[Data records]
________

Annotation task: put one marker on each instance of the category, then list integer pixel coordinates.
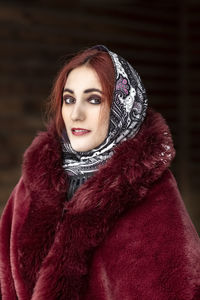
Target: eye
(68, 99)
(95, 99)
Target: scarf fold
(128, 111)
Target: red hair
(101, 62)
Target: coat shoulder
(154, 245)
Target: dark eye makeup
(93, 99)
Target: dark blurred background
(161, 39)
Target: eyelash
(96, 98)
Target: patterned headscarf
(127, 113)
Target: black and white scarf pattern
(128, 111)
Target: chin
(81, 148)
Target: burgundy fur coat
(125, 234)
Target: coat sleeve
(9, 224)
(153, 252)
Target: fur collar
(118, 185)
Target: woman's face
(82, 101)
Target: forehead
(83, 77)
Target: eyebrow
(86, 91)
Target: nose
(77, 113)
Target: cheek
(104, 122)
(64, 114)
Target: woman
(97, 213)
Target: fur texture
(124, 234)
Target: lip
(81, 132)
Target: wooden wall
(161, 40)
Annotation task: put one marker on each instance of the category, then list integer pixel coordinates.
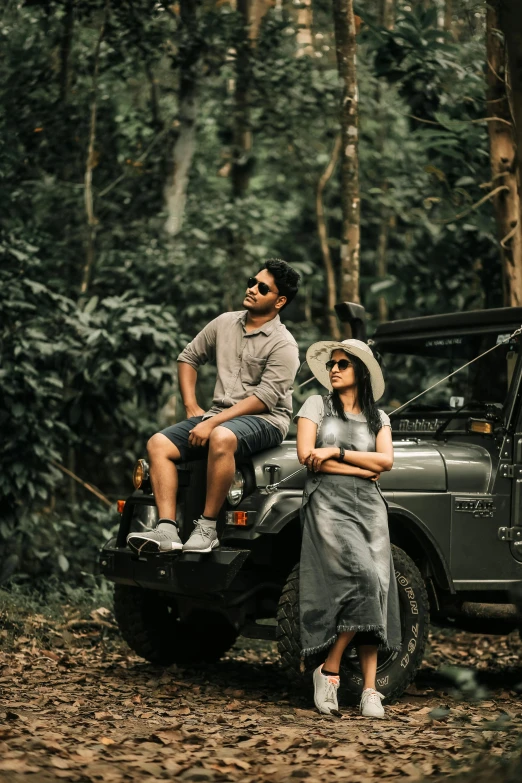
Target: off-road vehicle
(455, 512)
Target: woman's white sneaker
(325, 692)
(371, 706)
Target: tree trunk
(175, 191)
(331, 288)
(448, 16)
(502, 147)
(510, 22)
(345, 45)
(65, 50)
(387, 14)
(304, 29)
(242, 145)
(387, 20)
(92, 222)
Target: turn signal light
(478, 425)
(238, 518)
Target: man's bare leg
(163, 474)
(220, 470)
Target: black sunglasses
(343, 364)
(261, 287)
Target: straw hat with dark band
(319, 353)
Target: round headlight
(140, 473)
(235, 493)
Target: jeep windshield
(412, 364)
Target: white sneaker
(202, 538)
(371, 706)
(325, 692)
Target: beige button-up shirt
(263, 363)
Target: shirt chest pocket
(251, 370)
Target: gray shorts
(252, 432)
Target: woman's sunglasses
(343, 364)
(261, 287)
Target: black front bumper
(186, 573)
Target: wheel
(150, 625)
(395, 670)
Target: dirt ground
(77, 705)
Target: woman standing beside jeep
(347, 590)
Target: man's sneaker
(164, 538)
(371, 706)
(202, 538)
(325, 692)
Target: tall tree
(184, 147)
(386, 20)
(510, 22)
(503, 156)
(345, 45)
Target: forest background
(152, 155)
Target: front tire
(150, 625)
(396, 670)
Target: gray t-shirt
(262, 363)
(313, 409)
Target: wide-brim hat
(319, 353)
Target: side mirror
(355, 315)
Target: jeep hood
(419, 466)
(438, 467)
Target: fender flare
(413, 525)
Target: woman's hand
(317, 457)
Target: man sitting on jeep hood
(257, 360)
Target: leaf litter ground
(77, 705)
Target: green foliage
(84, 377)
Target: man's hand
(201, 433)
(193, 410)
(317, 456)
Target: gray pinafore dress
(346, 570)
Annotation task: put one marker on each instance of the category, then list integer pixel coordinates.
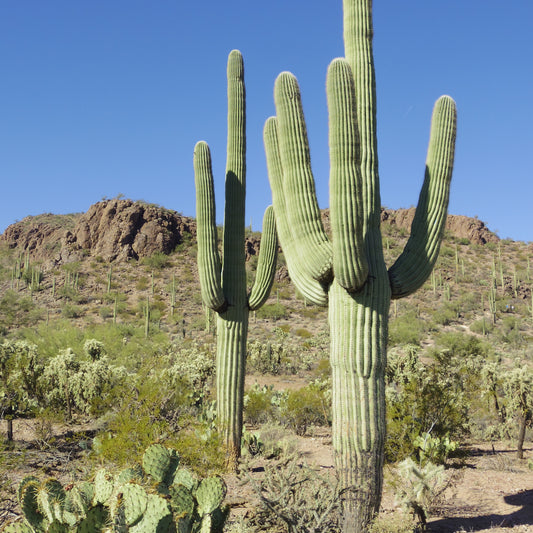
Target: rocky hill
(118, 230)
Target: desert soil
(492, 490)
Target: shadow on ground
(522, 516)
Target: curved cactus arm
(209, 264)
(310, 240)
(345, 185)
(266, 266)
(312, 290)
(414, 265)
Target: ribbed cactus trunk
(223, 281)
(348, 272)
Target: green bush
(406, 329)
(260, 405)
(308, 406)
(272, 311)
(157, 261)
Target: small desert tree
(74, 384)
(518, 390)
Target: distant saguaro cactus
(348, 272)
(223, 282)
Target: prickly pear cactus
(157, 499)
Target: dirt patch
(492, 490)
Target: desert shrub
(296, 498)
(273, 311)
(395, 523)
(192, 366)
(303, 333)
(157, 261)
(406, 329)
(17, 311)
(272, 357)
(261, 404)
(482, 326)
(79, 386)
(424, 398)
(418, 486)
(446, 314)
(308, 406)
(150, 411)
(20, 367)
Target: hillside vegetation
(106, 348)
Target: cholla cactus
(20, 368)
(159, 498)
(348, 273)
(74, 384)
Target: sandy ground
(492, 491)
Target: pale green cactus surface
(223, 281)
(346, 270)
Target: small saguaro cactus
(348, 272)
(223, 282)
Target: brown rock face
(115, 230)
(459, 226)
(122, 229)
(118, 230)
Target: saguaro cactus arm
(209, 264)
(266, 266)
(310, 288)
(233, 268)
(414, 265)
(345, 185)
(302, 210)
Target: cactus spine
(348, 273)
(223, 285)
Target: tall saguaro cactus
(348, 272)
(223, 280)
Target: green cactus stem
(223, 283)
(348, 273)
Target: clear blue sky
(100, 98)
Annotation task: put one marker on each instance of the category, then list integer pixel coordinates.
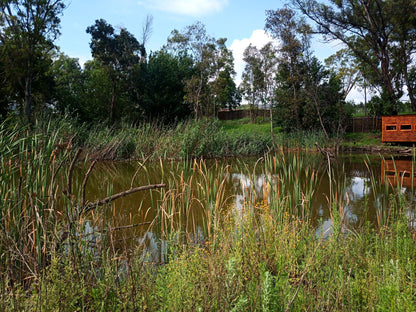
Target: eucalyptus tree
(28, 29)
(210, 57)
(69, 86)
(160, 87)
(258, 79)
(252, 84)
(380, 33)
(294, 37)
(118, 53)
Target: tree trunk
(28, 98)
(113, 99)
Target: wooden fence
(364, 124)
(241, 113)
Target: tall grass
(262, 255)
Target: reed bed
(245, 255)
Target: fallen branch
(106, 200)
(325, 153)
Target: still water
(361, 186)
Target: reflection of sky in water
(359, 188)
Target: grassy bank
(191, 139)
(263, 256)
(57, 255)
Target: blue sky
(240, 21)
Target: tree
(252, 83)
(160, 87)
(28, 29)
(117, 53)
(380, 33)
(210, 57)
(345, 67)
(294, 36)
(69, 86)
(258, 79)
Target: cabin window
(406, 127)
(405, 174)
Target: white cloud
(259, 38)
(186, 7)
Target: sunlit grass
(263, 254)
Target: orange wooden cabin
(399, 129)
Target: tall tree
(252, 84)
(69, 86)
(28, 29)
(210, 57)
(380, 33)
(294, 36)
(118, 53)
(160, 87)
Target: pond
(358, 188)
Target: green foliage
(29, 29)
(263, 256)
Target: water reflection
(399, 172)
(360, 185)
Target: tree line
(193, 73)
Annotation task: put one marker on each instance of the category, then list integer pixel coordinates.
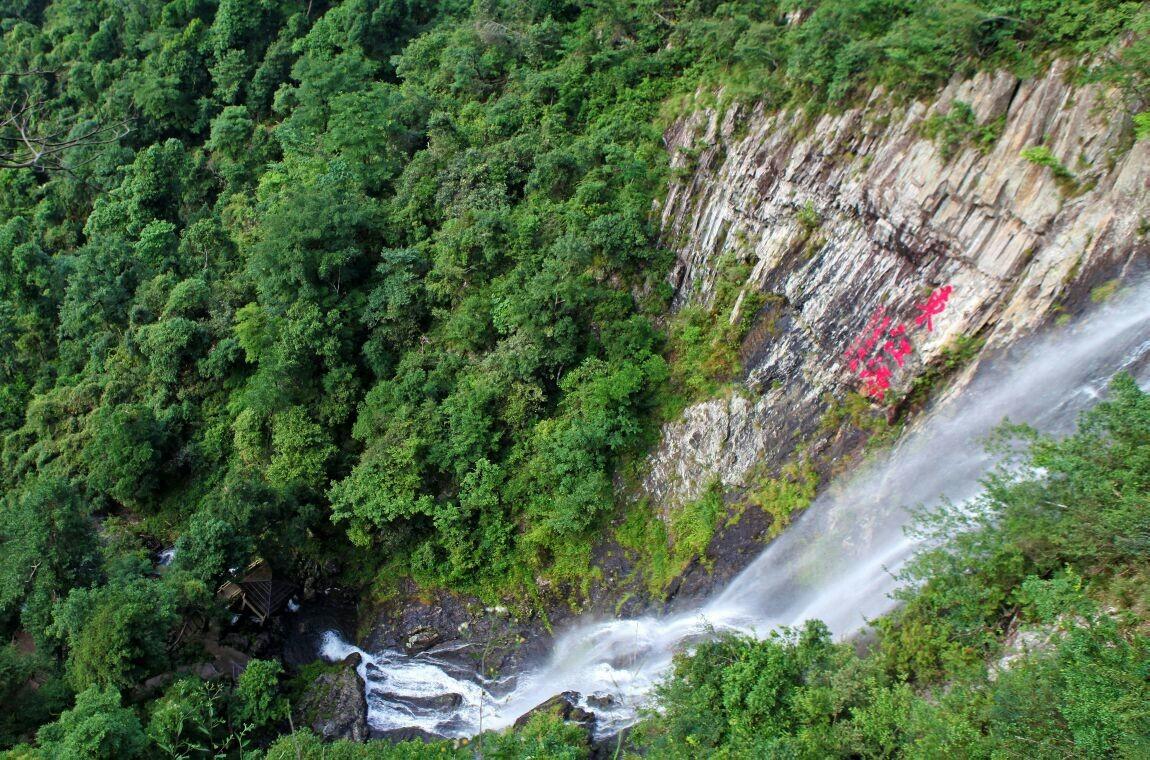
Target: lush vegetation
(1053, 554)
(368, 283)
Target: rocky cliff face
(863, 210)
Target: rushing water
(835, 562)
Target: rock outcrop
(335, 705)
(861, 210)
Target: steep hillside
(845, 216)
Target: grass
(664, 550)
(787, 494)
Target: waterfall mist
(836, 562)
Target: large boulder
(565, 706)
(335, 705)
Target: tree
(97, 728)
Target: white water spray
(836, 562)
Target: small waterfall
(836, 562)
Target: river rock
(602, 701)
(335, 705)
(421, 639)
(564, 706)
(434, 703)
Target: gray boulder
(335, 705)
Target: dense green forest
(369, 290)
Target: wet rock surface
(564, 706)
(335, 705)
(861, 210)
(896, 219)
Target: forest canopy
(360, 285)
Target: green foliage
(958, 128)
(1142, 125)
(783, 496)
(377, 276)
(704, 340)
(665, 546)
(1041, 543)
(115, 635)
(258, 700)
(1041, 155)
(97, 728)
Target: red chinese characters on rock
(872, 365)
(933, 307)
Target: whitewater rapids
(836, 562)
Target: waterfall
(836, 562)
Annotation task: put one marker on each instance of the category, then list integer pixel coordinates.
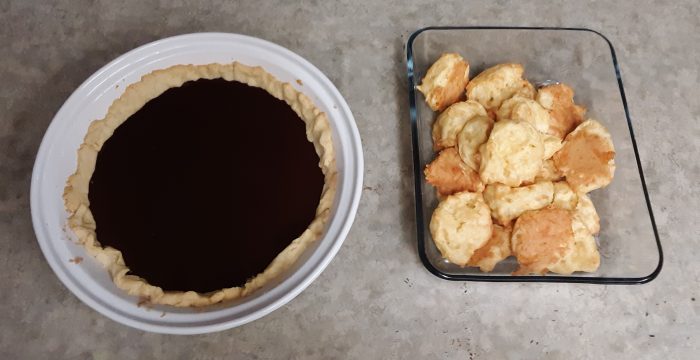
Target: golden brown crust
(451, 121)
(507, 203)
(497, 84)
(474, 133)
(444, 82)
(495, 250)
(541, 238)
(450, 175)
(587, 157)
(512, 155)
(151, 85)
(460, 225)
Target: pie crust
(75, 195)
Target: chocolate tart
(202, 183)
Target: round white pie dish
(56, 160)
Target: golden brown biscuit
(445, 81)
(558, 99)
(541, 238)
(496, 84)
(585, 211)
(587, 157)
(508, 203)
(450, 175)
(552, 144)
(582, 256)
(526, 90)
(564, 196)
(512, 155)
(451, 122)
(495, 250)
(524, 109)
(548, 172)
(474, 133)
(460, 225)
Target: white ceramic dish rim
(89, 282)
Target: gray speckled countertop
(375, 300)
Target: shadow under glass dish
(584, 59)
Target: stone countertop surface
(375, 299)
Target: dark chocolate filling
(205, 185)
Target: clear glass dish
(585, 59)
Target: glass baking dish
(585, 59)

________

### YOUR GOAL
Please print each record above again exactly, but omit any pictures.

### RESPONSE FOR THIS EXERCISE
Annotation task: put one marker on each instance of the category, then list integer pixel coordinates.
Target: eye
(68, 99)
(95, 99)
Target: scarf fold
(128, 111)
Target: red hair
(101, 62)
Target: coat shoulder
(154, 245)
Target: dark eye makeup
(93, 99)
Target: dark blurred background
(161, 39)
Target: eyelash
(96, 98)
Target: patterned headscarf
(127, 113)
Target: black and white scarf pattern
(128, 111)
Target: chin
(81, 148)
Target: burgundy fur coat
(125, 234)
Target: coat sleeve
(9, 224)
(153, 252)
Target: fur collar
(118, 185)
Target: woman's face
(82, 101)
Target: forehead
(83, 77)
Target: eyebrow
(86, 91)
Target: nose
(77, 113)
Target: cheek
(104, 122)
(64, 114)
Target: woman
(97, 213)
Target: fur texture
(124, 234)
Target: lip
(81, 132)
Target: wooden wall
(161, 40)
Annotation task: put one marker on each instance of the category, then list integer pixel coordinates.
Target: off-road vehicle
(455, 512)
Target: woman's white sneaker
(325, 692)
(371, 706)
Target: tree trunk
(175, 191)
(331, 288)
(448, 16)
(502, 147)
(510, 22)
(345, 45)
(65, 50)
(387, 14)
(304, 29)
(242, 145)
(387, 20)
(92, 222)
Target: turn signal light
(478, 425)
(238, 518)
Target: man's bare leg
(163, 474)
(220, 470)
Target: black sunglasses
(343, 364)
(261, 287)
Target: straw hat with dark band
(319, 353)
Target: round headlight
(140, 473)
(235, 493)
Target: jeep windshield
(412, 364)
Target: white sneaker
(202, 538)
(371, 706)
(325, 692)
Target: beige button-up shirt
(263, 363)
Target: shirt chest pocket
(251, 370)
Target: gray shorts
(252, 432)
Target: woman's sunglasses
(343, 364)
(261, 287)
Target: black front bumper
(186, 573)
Target: wheel
(150, 625)
(395, 670)
Target: dirt ground
(77, 705)
Target: woman standing beside jeep
(347, 590)
Target: man's sneaker
(164, 538)
(371, 706)
(202, 538)
(325, 692)
Target: tall tree
(184, 147)
(386, 20)
(510, 22)
(503, 156)
(345, 45)
Target: forest background
(152, 155)
Target: front tire
(150, 625)
(396, 670)
Target: gray t-shirt
(262, 363)
(313, 409)
Target: wide-brim hat
(319, 353)
Target: side mirror
(355, 315)
Target: jeep hood
(419, 466)
(438, 467)
Target: fender flare
(413, 525)
Target: woman's hand
(317, 457)
Target: man sitting on jeep hood
(257, 360)
Target: leaf litter ground
(77, 705)
Target: green foliage
(84, 377)
Target: man's hand
(201, 433)
(193, 410)
(317, 456)
Target: gray pinafore dress
(346, 570)
Annotation task: put one marker on each instance of the category, then list integer pixel coordinates.
Target: rocky hill
(118, 230)
Target: desert soil
(492, 490)
Target: shadow on ground
(522, 516)
Target: curved cactus arm
(209, 264)
(310, 240)
(345, 185)
(266, 266)
(312, 290)
(414, 265)
Target: ribbed cactus trunk
(223, 281)
(348, 272)
Target: green bush
(406, 329)
(260, 405)
(308, 406)
(272, 311)
(157, 261)
Target: small desert tree
(74, 384)
(518, 390)
Target: distant saguaro cactus
(348, 272)
(223, 282)
Target: prickly pear cactus
(157, 499)
Target: dirt patch
(492, 490)
Target: desert shrub
(296, 498)
(273, 311)
(395, 523)
(192, 366)
(303, 333)
(157, 261)
(406, 329)
(17, 311)
(272, 357)
(261, 404)
(482, 326)
(79, 386)
(424, 398)
(418, 486)
(446, 314)
(308, 406)
(150, 411)
(20, 367)
Target: hillside vegetation
(106, 348)
Target: cholla cactus
(20, 368)
(159, 498)
(348, 273)
(74, 384)
Target: sandy ground
(492, 491)
Target: pale green cactus surface
(223, 281)
(346, 270)
Target: small saguaro cactus
(348, 272)
(223, 282)
Target: brown rock face
(115, 230)
(459, 226)
(122, 229)
(118, 230)
Target: saguaro cactus arm
(209, 264)
(266, 266)
(310, 288)
(233, 268)
(414, 265)
(345, 185)
(302, 210)
Target: cactus spine
(348, 273)
(223, 285)
Target: tall saguaro cactus
(348, 272)
(223, 280)
Target: green cactus stem
(223, 283)
(348, 273)
Target: clear blue sky
(100, 98)
Annotation task: put one marker on each instance of the category, then list integer pixel coordinates.
Target: eucalyptus tree
(28, 29)
(210, 57)
(69, 86)
(160, 87)
(258, 79)
(252, 84)
(380, 33)
(294, 37)
(118, 53)
Target: tree trunk
(28, 98)
(113, 99)
Target: wooden fence
(364, 124)
(241, 113)
Target: tall grass
(262, 255)
Target: reed bed
(245, 255)
Target: fallen branch
(106, 200)
(325, 153)
Target: still water
(361, 186)
Target: reflection of sky in water
(359, 188)
Target: grassy bank
(191, 139)
(263, 256)
(57, 255)
Target: blue sky
(240, 21)
Target: tree
(252, 83)
(160, 87)
(28, 29)
(117, 53)
(380, 33)
(210, 57)
(345, 67)
(294, 36)
(69, 86)
(258, 79)
Target: cabin window
(406, 127)
(405, 174)
Target: white cloud
(259, 38)
(186, 7)
Target: sunlit grass
(263, 254)
Target: orange wooden cabin
(399, 129)
Target: tall tree
(252, 84)
(69, 86)
(28, 29)
(210, 57)
(380, 33)
(294, 36)
(118, 53)
(160, 87)
Target: pond
(358, 188)
Target: green foliage
(29, 29)
(263, 256)
Target: water reflection
(399, 172)
(360, 185)
Target: tree line
(193, 73)
Annotation task: put one marker on each instance of the category, then list integer pixel coordinates.
Target: lush vegetation
(1053, 554)
(368, 283)
Target: rocky cliff face
(863, 210)
Target: rushing water
(835, 562)
Target: rock outcrop
(335, 705)
(861, 210)
Target: steep hillside
(845, 216)
Target: grass
(664, 550)
(787, 494)
Target: waterfall mist
(836, 562)
Target: large boulder
(565, 706)
(335, 705)
Target: tree
(97, 728)
Target: white water spray
(836, 562)
Target: small waterfall
(836, 562)
Target: river rock
(602, 701)
(335, 705)
(421, 639)
(564, 706)
(434, 703)
Target: gray boulder
(335, 705)
Target: dense green forest
(369, 290)
Target: wet rock surface
(564, 706)
(335, 705)
(861, 210)
(896, 219)
Target: forest canopy
(360, 285)
Target: green foliage
(958, 128)
(1142, 125)
(783, 496)
(377, 276)
(704, 340)
(665, 546)
(1041, 543)
(115, 635)
(258, 700)
(1041, 155)
(97, 728)
Target: red chinese characters on rock
(872, 365)
(933, 307)
Target: whitewater rapids
(836, 562)
Target: waterfall
(836, 562)
Annotation task: put one marker on each instance of the category, then list integer pixel coordinates.
Target: golden brown crust
(451, 121)
(507, 203)
(497, 84)
(474, 133)
(444, 82)
(495, 250)
(541, 238)
(450, 175)
(587, 157)
(512, 155)
(151, 85)
(460, 225)
Target: pie crust
(75, 195)
Target: chocolate tart
(202, 183)
Target: round white pie dish
(56, 160)
Target: golden brown biscuit
(445, 81)
(558, 99)
(541, 238)
(496, 84)
(585, 211)
(587, 157)
(508, 203)
(450, 175)
(552, 144)
(582, 256)
(526, 90)
(564, 196)
(512, 155)
(451, 122)
(495, 250)
(524, 109)
(548, 172)
(474, 133)
(460, 225)
Target: white ceramic dish rim
(89, 282)
Target: gray speckled countertop
(375, 300)
Target: shadow under glass dish
(584, 59)
Target: stone countertop surface
(375, 299)
Target: dark chocolate filling
(205, 185)
Target: clear glass dish
(585, 59)
Target: glass baking dish
(585, 59)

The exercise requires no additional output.